### Exercise description
Could you copy out all the lines in the material below where the word "instance" occurs?

### Information provided
##########

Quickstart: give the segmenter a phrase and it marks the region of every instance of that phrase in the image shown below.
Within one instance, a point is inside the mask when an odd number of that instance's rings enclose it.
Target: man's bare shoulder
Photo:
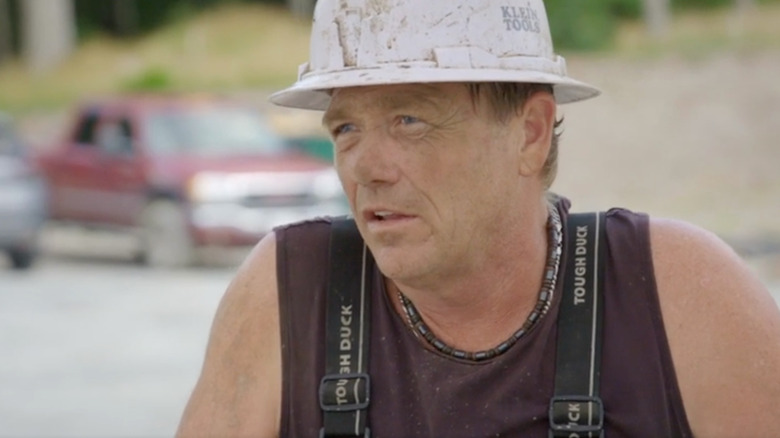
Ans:
[[[780,436],[780,311],[714,234],[653,219],[650,237],[677,379],[697,436]]]
[[[253,249],[228,286],[177,436],[275,437],[281,356],[276,238]]]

##########

### Task answer
Quickstart: give the segmenter a phrase and it marks the region of every instance of that phrase in the image shown below.
Within one instance, a point is inside the mask when an odd number of that instance's rings enclose it.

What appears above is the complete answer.